## Source extract
Dr. Balasubramanian cited the judgment of the Supreme Court in Dooars Tea Co. Ltd. vs. Commr. of Agrl. IT (1962) 44 ITR 6 (SC). The assessee held a large tract of land upon which it grew bamboos, thatching grass and fuel timber by agricultural operations. These were not sold but were utilised by the assessee in its tea business. The question was whether they constituted agricultural income, and the Court held that they did. It is difficult to see how the decision in Dooars Tea Co. Ltd. (supra), can advance the case of the Revenue.

It is very difficult to hold that an agricultural activity ends the moment that agricultural produce is grown or that it does not take into account any process which is requisite to preserve it and/or make it marketable. In our view, an agricultural operation extends to all activities which makes the agricultural produce marketable. Consequently, an implement used to make the agricultural produce marketable must be held to be an agricultural implement.

## Exercise brief
Please carry the excerpt on agricultural operations forward, picking up after its final sentence. The rows placed after this have nothing to do with the excerpt on agricultural operations.

## Given data
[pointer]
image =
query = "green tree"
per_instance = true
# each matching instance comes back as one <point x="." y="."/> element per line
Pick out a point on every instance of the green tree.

## Final result
Having regard to the findings of the Tribunal and what is aforesaid, we hold that the assessee is entitled to the relief given by ss. 80E and 80-I in the concerned assessment years in so far as its sugarcane crushers are concerned. Accordingly, the third and fourth questions are answered in the affirmative and in favour of the assessee.

No order as to costs.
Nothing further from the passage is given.